Entries from a point annotation set:
* * * * * * * * *
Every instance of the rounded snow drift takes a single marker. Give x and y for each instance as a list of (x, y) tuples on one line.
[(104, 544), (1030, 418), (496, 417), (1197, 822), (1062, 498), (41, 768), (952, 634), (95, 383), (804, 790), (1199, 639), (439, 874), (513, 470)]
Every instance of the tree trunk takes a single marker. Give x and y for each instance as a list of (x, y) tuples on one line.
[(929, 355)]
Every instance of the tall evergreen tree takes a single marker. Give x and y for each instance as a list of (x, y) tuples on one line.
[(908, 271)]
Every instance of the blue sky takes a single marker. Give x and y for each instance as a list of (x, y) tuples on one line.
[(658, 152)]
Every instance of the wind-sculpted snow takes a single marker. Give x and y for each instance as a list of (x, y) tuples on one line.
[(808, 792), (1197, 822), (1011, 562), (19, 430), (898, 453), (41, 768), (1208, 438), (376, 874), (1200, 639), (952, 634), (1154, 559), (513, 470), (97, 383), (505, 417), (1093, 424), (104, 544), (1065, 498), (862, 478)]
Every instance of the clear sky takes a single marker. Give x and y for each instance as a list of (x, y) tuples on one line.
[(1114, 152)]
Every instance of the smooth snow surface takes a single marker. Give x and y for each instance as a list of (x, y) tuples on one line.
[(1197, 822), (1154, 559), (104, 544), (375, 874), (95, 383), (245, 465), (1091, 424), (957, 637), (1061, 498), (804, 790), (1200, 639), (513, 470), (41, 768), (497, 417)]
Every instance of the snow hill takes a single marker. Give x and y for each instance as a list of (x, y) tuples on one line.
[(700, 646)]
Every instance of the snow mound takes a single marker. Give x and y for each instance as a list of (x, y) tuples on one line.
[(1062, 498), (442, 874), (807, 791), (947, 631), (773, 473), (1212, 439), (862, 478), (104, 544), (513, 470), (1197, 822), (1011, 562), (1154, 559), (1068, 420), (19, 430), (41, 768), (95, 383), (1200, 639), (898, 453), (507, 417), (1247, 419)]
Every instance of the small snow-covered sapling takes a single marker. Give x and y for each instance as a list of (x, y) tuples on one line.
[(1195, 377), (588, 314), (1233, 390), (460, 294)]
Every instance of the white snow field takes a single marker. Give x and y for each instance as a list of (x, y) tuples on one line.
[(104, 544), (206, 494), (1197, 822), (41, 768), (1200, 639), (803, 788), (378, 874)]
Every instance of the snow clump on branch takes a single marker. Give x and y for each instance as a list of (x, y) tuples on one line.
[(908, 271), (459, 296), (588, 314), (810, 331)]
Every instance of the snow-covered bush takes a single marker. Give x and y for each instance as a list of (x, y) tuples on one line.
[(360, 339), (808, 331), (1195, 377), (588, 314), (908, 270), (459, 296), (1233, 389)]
* * * * * * * * *
▶ [What is required]:
Copy out, unchanged, the lines from the one containing "Every instance of the tree" through the one containing "[(929, 355)]".

▶ [Exercise output]:
Every instance of the tree trunk takes a single marker. Give x and y for each instance as a list of (x, y) tuples on one line.
[(929, 355)]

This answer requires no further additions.